**Requirement A:**
Answer these questions about the coffee forum thread below, marking each answer with the same numeral as its question.
(i) How much time does Tinkstar say they have spent on the hobby each day, and for how many months?
(ii) What does Emily say she keeps that helps with her dialling in?
(iii) According to MWJB, how long can bought beans be left to rest and still be fine?
**Requirement B:** From the coffee forum thread below, copy everything from "I am not someone" down to "sums it up.", swapping "clumsy" for "forgetful".
**Requirement C:** Render this sentence from the coffee forum thread below in Spanish: "Unless you're keeping them for months after resting, don't worry about staling."

**Source passage:**
# # # #

I am glad you are still working on it! I am trying different things (beans, recipes, techniques, timings etc) all the time. Sometimes I feel like you when it all goes wrong. It is probably one of the most difficult hobbies I have ever taken up and after more than three months, I am still learning! Don't know why I find it so challenging...😂


----------



## Tinkstar (Nov 27, 2020)

Emily said:


> Don't know why I find it so challenging...😂


 You're not the only one, at least in this hobby I can blame equipment 🤣 normally I'd be a pro in my hobby having spent 45 minutes a day, every day, for 5 months 🤣 beans still not dialled in / extracted right lol


----------



## MWJB (Feb 28, 2012)

Tinkstar said:


> You're not the only one, at least in this hobby I can blame equipment 🤣 normally I'd be a pro in my hobby having spent 45 minutes a day, every day, for 5 months 🤣 beans still not dialled in / extracted right lol





Emily said:


> I am glad you are still working on it! I am trying different things (beans, recipes, techniques, timings etc) all the time. Sometimes I feel like you when it all goes wrong. It is probably one of the most difficult hobbies I have ever taken up and after more than three months, I am still learning! Don't know why I find it so challenging...😂


 It really shouldn't be this hard, what are the things that you are finding really difficult/most common type of malfunction?


----------



## Emily (Dec 27, 2020)

MWJB said:


> It really shouldn't be this hard, what are the things that you are finding really difficult/most common type of malfunction?


 I know! 😂

I think I find my machines just a bit scary but I am getting more used to them. They are quite high maintenance with all the cleaning and descaling and things you need to do and remember not to do. Hard to get my head round everything. The instructions that came with mine were pretty hopeless. Then there are the beans and resting them and are they stale and how to store them. I keep a notebook of all my dialling in now and that helps. Such a lot to learn. I still don't think I am getting amazing coffee but I accept it is what it is, and drink it anyway.

Steaming the milk just adds another dimension of difficulty 😂

I am not someone who does things in a systematic and organised way and I can be quite clumsy which doesn't help. I am trying to learn to do things instinctively and by experience rather than rely on timing and measuring things too much. I can't really explain why I find it all so daunting but maybe if I say the worst job in the world for me would be something like a chef or barista then perhaps that sums it up.


----------



## MWJB (Feb 28, 2012)

Emily said:


> I know! 😂
> 
> I think I find my machines just a bit scary but I am getting more used to them. They are quite high maintenance with all the cleaning and descaling and things you need to do and remember not to do. Hard to get my head round everything. The instructions that came with mine were pretty hopeless. Then there are the beans and resting them and are they stale and how to store them. I keep a notebook of all my dialling in now and that helps. Such a lot to learn. I still don't think I am getting amazing coffee but I accept it is what it is, and drink it anyway.
> 
> ...


 If you buy beans & let them rest a week/10days, that's fine. Unless you're keeping them for months after resting, don't worry about staling.

# # # #

**Dataset rows:**
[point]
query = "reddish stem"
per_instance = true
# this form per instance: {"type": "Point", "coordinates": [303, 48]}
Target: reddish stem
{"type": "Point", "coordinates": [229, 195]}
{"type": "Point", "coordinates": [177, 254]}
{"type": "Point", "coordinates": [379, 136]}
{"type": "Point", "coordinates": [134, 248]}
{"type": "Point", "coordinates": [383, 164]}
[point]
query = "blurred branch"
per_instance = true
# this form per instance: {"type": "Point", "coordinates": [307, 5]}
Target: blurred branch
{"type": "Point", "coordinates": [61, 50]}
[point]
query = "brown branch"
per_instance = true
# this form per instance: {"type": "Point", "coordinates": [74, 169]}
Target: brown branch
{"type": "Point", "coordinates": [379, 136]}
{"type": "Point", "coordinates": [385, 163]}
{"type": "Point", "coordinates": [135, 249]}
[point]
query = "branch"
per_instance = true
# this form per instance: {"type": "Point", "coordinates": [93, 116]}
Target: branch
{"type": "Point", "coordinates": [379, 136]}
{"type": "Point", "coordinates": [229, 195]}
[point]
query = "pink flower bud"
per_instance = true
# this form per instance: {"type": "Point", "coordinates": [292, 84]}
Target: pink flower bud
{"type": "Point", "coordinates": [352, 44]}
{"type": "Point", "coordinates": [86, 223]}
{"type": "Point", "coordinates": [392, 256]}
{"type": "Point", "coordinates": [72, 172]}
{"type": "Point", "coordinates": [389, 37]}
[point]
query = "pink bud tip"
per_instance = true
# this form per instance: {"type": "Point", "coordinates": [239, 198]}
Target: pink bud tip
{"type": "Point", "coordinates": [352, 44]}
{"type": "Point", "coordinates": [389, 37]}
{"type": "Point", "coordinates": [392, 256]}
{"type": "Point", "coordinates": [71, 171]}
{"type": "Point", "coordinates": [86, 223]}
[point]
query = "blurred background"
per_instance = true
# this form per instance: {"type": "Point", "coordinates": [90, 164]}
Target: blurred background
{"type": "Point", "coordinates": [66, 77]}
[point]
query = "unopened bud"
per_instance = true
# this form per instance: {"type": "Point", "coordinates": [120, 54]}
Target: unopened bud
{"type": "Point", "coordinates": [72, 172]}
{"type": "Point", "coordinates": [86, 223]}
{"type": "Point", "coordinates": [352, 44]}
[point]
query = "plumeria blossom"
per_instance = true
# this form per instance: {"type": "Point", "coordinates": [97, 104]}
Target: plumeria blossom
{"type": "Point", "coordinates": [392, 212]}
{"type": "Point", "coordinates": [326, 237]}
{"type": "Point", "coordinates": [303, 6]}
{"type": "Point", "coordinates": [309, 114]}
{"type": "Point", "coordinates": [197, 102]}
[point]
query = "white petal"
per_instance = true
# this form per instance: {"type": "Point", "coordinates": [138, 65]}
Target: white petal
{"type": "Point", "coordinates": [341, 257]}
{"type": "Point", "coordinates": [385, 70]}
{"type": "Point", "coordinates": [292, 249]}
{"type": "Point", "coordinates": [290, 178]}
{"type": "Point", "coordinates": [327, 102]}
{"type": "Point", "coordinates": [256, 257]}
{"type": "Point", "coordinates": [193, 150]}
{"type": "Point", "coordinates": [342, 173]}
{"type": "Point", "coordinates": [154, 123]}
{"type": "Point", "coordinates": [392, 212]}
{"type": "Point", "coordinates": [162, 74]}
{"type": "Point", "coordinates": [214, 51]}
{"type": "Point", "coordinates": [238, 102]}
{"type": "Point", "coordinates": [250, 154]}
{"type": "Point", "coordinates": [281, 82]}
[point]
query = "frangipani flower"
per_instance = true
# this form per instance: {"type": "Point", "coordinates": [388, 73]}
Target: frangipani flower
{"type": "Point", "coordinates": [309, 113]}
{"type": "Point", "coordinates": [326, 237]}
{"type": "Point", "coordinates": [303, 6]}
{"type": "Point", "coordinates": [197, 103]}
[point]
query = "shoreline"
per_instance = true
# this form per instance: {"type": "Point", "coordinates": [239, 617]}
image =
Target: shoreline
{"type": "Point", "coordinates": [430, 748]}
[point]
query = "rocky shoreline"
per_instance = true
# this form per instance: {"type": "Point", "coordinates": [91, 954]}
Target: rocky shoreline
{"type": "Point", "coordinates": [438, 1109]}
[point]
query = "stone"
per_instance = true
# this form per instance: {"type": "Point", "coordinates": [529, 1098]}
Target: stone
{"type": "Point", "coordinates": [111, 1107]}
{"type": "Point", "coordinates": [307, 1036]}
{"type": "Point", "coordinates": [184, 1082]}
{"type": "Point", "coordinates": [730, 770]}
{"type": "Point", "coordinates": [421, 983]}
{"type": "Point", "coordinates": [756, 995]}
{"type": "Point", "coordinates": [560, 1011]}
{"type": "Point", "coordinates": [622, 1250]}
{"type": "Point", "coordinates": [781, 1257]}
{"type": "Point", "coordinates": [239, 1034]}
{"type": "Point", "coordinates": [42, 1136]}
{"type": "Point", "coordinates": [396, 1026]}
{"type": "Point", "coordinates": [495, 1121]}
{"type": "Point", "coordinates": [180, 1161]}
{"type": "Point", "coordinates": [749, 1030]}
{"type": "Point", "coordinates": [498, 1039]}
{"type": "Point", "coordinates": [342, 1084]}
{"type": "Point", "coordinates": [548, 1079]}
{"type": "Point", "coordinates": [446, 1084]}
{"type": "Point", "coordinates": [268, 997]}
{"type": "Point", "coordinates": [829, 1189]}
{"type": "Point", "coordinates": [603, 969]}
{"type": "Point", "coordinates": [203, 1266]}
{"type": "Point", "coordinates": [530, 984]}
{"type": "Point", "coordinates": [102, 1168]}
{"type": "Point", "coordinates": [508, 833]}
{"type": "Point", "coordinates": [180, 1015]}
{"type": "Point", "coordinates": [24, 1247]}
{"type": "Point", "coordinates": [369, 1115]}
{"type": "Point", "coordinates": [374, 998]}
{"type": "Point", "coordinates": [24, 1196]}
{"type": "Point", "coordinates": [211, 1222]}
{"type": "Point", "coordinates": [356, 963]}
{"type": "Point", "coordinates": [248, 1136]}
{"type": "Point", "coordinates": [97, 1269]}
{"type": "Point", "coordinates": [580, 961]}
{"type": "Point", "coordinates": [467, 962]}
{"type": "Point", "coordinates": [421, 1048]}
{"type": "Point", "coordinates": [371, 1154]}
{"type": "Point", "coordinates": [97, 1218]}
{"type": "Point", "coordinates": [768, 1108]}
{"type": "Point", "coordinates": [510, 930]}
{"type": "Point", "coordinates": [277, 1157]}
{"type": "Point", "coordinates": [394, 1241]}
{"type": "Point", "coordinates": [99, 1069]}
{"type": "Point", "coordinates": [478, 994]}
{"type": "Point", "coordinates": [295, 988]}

# # # #

**Right answer A:**
(i) 45 minutes a day, every day, for 5 months.
(ii) A notebook of all her dialling in.
(iii) A week to 10 days.

**Right answer B:**
I am not someone who does things in a systematic and organised way and I can be quite forgetful which doesn't help. I am trying to learn to do things instinctively and by experience rather than rely on timing and measuring things too much. I can't really explain why I find it all so daunting but maybe if I say the worst job in the world for me would be something like a chef or barista then perhaps that sums it up.

**Right answer C:** A menos que los guardes durante meses después del reposo, no te preocupes de que pierdan frescura.